> [Exercise goal]
Transcribe, without alteration, the line that includes "as (251, 285)." and each line after it until the records end, omitting all that precede it.
*** Opening of Data ***
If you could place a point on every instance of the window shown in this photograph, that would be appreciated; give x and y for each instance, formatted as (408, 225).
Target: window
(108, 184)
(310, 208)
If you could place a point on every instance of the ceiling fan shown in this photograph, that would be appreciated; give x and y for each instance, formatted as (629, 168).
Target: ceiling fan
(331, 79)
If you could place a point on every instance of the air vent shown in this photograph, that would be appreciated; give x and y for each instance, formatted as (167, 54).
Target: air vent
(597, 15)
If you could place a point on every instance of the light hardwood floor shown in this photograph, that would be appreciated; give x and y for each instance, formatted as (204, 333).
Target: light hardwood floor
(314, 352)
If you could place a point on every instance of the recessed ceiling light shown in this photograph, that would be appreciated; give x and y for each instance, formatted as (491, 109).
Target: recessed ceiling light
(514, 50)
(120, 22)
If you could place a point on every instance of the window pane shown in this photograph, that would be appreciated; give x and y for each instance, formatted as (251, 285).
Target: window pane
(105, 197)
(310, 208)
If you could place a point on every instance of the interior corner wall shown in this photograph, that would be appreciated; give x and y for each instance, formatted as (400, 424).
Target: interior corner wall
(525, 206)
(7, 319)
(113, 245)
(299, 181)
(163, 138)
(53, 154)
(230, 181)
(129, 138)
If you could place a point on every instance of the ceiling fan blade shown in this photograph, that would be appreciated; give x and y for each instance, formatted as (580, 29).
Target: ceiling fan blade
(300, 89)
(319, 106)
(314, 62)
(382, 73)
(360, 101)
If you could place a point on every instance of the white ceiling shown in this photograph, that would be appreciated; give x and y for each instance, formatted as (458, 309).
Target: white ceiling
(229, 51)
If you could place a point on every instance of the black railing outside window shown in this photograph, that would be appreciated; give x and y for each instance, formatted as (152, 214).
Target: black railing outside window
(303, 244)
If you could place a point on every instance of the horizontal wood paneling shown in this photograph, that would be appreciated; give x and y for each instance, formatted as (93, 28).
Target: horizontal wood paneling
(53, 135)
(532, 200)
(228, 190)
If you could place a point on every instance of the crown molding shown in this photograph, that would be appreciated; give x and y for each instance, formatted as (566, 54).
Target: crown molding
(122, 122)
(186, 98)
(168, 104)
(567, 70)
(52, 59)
*** Close of Data ***
> [Response to this task]
If you could place a point on every instance of the window pane shown in this photograph, that would be appreciated; give x and y for each instance, formatted as (251, 285).
Target: window pane
(105, 197)
(310, 208)
If you could place a point on every instance of the interior corner wall shown in this photograph, that would be appreciated; give x and y for each instance, formatted as (400, 424).
Target: interior corner wall
(525, 206)
(7, 319)
(113, 245)
(299, 181)
(163, 138)
(53, 154)
(230, 181)
(129, 138)
If you could place a point on every instance of the ceiling fan blade shown in this photograph, that would be appreciated; give x and y for each instance, formatted as (580, 29).
Target: ceiling fan blade
(300, 89)
(319, 106)
(314, 62)
(382, 73)
(360, 101)
If you could place a point on every instance of the white ceiling shown in this photograph, that would be appreciated; give x and y for each instance, formatted as (458, 309).
Target: white ceiling
(229, 51)
If you could place a point on every instance of the black railing outside window shown in this photograph, that would be appreciated; give x and y for each instance, formatted as (152, 214).
Target: black railing outside window
(303, 244)
If you could place a point on every instance of the horizontal wood paneling shown in this photograph, that would be appreciated; give x and y for each instance, formatted as (93, 28).
Target: horizontal wood paneling
(53, 135)
(532, 200)
(228, 190)
If you could place a point on every instance of the crown molding shown in this photograph, that would be appreciated; give x and y for each instance, formatted as (566, 54).
Target: crown molding
(122, 122)
(186, 98)
(168, 104)
(567, 70)
(52, 59)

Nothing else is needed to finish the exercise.